— start of Provided text —

Topics

Implement port knocking using iptables

Content

1 Objective
2 Background
3 Scenario
4 Method
5 Testing
6 Alternatives
- 6.1 knockd
7 Security considerations
8 Further reading

Tested on

Debian (Etch, Lenny, Squeeze)

Ubuntu (Hardy, Intrepid, Jaunty, Karmic, Lucid, Maverick, Natty, Oneiric, Precise, Quantal)

Objective

To implement port knocking using iptables, such that inbound connections are permitted only if the client ‘knocks’ on a particular sequence of ports beforehand.

Port knocking is a technique used to protect network services which must be accessible from the public Internet but are not intended for public use. It works by blocking access to the service unless the client first ‘knocks’ by sending a short sequence of packets to a particular set of ports in a particular order. The content of the packets is unimportant.

By itself this would be a very poor method of authentication because the required packet sequence is trivially observable by anyone located on the path between the client and the server. What it can provide is a first line of defence to protect against vulnerabilities in the primary authentication mechanism.

The port knocking system itself will be fully exposed to the Internet, so to achieve anything it must be less susceptible to vulnerabilities than the service it seeks to protect. This is why the validity of the port knock sequence depends only on the port numbers and not on the packet content: if the payload is discarded by the server then there is little scope for placing anything malicious inside it.

There are two commonly-used methods for implementing port knocking on Linux-based systems:

using a daemon such as knockd, or
using iptables alone.

Advantages of an iptables-based solution are that it builds upon an existing well-proven codebase, much of which would probably be exposed to the Internet regardless of whether it is used for port knocking. The only new code that must be written is in the form of iptables rules, which is considerably safer than using a general-purpose programming language such as C. Finally, because there is no daemon required there is no risk of it terminating.

Scenario

Suppose that www.example.com is a publicly accessible web server running HTTP on TCP port 80. The only other externally accessible service is SSH running on TCP port 22, used for remote administration. You wish to protect the SSH service using port knocking, without affecting public access to the HTTP service.

You have chosen to use a knock sequence consisting of three UDP datagrams directed to ports 12345, 23456 and 34567 in that order. You do not wish to impose any specific time limit on this sequence, however any incorrect UDP datagram should cause the port knocking system to reset to its initial state. Traffic from different source addresses should be processed separately.

— end of Provided text —
— start of Data entries —

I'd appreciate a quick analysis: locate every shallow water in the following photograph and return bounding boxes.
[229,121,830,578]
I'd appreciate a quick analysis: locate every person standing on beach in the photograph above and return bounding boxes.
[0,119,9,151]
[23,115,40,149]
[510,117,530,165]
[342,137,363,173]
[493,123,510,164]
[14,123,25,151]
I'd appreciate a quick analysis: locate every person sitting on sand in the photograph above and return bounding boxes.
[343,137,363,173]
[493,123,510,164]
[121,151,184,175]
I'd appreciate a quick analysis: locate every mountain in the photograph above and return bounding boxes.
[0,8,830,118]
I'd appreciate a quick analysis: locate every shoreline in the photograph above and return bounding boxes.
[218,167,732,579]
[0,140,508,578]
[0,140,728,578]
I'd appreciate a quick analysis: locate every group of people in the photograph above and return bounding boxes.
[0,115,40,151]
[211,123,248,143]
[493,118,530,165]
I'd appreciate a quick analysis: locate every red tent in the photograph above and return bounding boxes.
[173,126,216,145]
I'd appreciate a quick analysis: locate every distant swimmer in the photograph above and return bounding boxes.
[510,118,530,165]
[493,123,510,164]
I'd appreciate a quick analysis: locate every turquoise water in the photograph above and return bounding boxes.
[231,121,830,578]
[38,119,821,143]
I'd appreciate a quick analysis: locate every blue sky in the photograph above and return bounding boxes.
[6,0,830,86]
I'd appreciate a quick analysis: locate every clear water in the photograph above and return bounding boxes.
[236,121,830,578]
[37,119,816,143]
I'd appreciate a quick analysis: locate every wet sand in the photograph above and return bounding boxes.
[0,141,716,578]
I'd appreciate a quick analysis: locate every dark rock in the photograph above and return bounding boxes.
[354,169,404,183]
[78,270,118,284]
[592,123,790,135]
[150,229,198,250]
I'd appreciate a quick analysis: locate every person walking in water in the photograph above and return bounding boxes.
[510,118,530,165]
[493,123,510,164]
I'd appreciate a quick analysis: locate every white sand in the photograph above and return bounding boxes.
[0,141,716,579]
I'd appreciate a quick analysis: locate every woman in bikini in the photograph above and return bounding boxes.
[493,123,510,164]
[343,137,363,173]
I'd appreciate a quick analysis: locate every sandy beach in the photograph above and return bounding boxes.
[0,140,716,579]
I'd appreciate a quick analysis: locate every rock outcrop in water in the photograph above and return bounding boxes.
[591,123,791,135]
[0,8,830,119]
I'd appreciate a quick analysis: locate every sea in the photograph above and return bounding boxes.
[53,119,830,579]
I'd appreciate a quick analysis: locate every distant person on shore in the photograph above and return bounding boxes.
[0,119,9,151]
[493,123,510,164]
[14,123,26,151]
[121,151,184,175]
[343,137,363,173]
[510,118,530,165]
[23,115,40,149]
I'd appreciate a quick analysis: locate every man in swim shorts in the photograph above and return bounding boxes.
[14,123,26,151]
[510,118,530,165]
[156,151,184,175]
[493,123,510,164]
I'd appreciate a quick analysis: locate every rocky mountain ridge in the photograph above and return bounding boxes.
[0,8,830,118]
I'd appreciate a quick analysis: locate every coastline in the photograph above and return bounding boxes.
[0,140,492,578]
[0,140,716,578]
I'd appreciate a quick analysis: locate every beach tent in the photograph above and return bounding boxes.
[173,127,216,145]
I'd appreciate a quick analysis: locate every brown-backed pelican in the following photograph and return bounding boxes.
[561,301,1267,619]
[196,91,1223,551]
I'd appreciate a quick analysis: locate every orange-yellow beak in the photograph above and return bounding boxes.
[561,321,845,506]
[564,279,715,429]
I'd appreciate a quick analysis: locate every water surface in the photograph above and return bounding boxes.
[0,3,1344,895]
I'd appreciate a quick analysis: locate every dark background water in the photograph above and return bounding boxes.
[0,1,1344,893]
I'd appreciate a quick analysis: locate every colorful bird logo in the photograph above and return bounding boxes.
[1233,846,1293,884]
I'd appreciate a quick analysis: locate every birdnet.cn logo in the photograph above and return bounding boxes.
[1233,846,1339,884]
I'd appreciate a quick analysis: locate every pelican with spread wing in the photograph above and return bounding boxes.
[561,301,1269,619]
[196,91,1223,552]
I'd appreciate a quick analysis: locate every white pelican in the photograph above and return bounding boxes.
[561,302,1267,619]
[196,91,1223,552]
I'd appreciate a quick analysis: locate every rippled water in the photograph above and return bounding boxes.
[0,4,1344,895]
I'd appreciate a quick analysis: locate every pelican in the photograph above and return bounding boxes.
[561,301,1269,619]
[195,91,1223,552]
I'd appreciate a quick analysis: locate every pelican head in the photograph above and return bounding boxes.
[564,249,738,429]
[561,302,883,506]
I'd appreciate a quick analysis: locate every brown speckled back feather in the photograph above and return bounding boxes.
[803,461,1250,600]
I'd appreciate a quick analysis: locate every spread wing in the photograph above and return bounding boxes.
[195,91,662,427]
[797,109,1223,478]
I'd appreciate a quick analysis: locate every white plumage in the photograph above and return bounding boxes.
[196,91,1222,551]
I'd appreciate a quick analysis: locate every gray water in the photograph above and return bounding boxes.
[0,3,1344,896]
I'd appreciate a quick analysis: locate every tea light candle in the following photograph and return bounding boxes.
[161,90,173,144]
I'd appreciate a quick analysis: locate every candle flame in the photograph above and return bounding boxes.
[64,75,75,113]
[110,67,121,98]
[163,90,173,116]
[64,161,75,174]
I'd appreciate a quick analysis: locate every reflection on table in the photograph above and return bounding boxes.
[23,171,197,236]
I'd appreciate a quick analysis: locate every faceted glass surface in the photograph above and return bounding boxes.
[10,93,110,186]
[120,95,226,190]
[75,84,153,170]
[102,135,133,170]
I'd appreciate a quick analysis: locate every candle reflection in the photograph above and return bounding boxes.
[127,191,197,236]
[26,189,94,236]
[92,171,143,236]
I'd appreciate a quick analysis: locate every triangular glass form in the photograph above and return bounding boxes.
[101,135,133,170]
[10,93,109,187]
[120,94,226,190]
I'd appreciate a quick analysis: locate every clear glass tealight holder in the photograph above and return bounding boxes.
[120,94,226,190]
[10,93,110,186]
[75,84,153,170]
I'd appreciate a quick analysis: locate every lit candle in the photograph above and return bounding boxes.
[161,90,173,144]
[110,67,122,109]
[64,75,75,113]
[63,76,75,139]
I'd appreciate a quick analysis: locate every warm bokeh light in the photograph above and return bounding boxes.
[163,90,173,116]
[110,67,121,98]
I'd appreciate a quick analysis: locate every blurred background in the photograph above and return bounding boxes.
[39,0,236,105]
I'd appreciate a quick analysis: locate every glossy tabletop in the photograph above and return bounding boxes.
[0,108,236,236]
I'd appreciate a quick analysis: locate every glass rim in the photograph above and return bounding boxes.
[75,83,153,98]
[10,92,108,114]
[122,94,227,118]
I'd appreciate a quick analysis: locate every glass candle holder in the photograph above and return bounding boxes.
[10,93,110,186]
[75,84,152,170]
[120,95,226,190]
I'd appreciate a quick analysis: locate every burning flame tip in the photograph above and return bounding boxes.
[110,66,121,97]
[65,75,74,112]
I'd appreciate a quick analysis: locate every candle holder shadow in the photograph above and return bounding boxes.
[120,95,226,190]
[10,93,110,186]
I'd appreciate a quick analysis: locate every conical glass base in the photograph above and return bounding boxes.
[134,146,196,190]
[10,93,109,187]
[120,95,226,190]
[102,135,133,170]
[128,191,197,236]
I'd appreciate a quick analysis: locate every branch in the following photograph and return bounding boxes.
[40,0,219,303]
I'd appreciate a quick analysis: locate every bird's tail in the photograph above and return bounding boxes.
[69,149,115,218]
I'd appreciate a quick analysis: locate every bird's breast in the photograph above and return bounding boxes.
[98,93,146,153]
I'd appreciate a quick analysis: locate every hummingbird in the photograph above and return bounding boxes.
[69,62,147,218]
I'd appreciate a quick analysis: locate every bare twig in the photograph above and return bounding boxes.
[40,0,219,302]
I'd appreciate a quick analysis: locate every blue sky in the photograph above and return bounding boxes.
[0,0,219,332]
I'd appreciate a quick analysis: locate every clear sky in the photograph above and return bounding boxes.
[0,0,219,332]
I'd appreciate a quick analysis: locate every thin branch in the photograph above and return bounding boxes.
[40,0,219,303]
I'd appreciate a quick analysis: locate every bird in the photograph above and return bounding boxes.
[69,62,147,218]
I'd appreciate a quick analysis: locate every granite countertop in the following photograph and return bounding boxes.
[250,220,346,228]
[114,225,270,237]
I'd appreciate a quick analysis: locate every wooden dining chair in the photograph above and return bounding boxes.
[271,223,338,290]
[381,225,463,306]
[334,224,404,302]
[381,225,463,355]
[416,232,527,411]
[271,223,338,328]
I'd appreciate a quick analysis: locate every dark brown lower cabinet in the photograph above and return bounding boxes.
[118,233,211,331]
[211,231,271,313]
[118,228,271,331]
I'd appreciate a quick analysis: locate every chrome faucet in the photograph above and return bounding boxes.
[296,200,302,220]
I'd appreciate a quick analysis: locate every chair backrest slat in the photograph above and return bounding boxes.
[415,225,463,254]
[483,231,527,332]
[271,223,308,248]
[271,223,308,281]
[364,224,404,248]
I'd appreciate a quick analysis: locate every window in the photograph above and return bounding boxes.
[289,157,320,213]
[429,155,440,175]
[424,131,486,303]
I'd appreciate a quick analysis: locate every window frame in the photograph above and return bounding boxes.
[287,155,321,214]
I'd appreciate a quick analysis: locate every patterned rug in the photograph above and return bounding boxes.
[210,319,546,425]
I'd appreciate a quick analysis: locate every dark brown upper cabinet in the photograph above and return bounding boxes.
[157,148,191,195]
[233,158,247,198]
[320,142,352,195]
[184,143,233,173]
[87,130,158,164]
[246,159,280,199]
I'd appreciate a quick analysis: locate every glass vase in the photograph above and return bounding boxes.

— end of Data entries —

→ **Actions to take**:
A. From the port knocking page, list every Debian release named as tested.
B. Answer these questions using the port knocking page, one line each:
(i) Which TCP port does the SSH service run on in the scenario?
(ii) What daemon is named as one way to implement port knocking on Linux-based systems?
(iii) What type of packets make up the chosen knock sequence?

→ **Solutions by task**:
A. Etch, Lenny, Squeeze

B.
(i) TCP port 22
(ii) knockd
(iii) UDP datagrams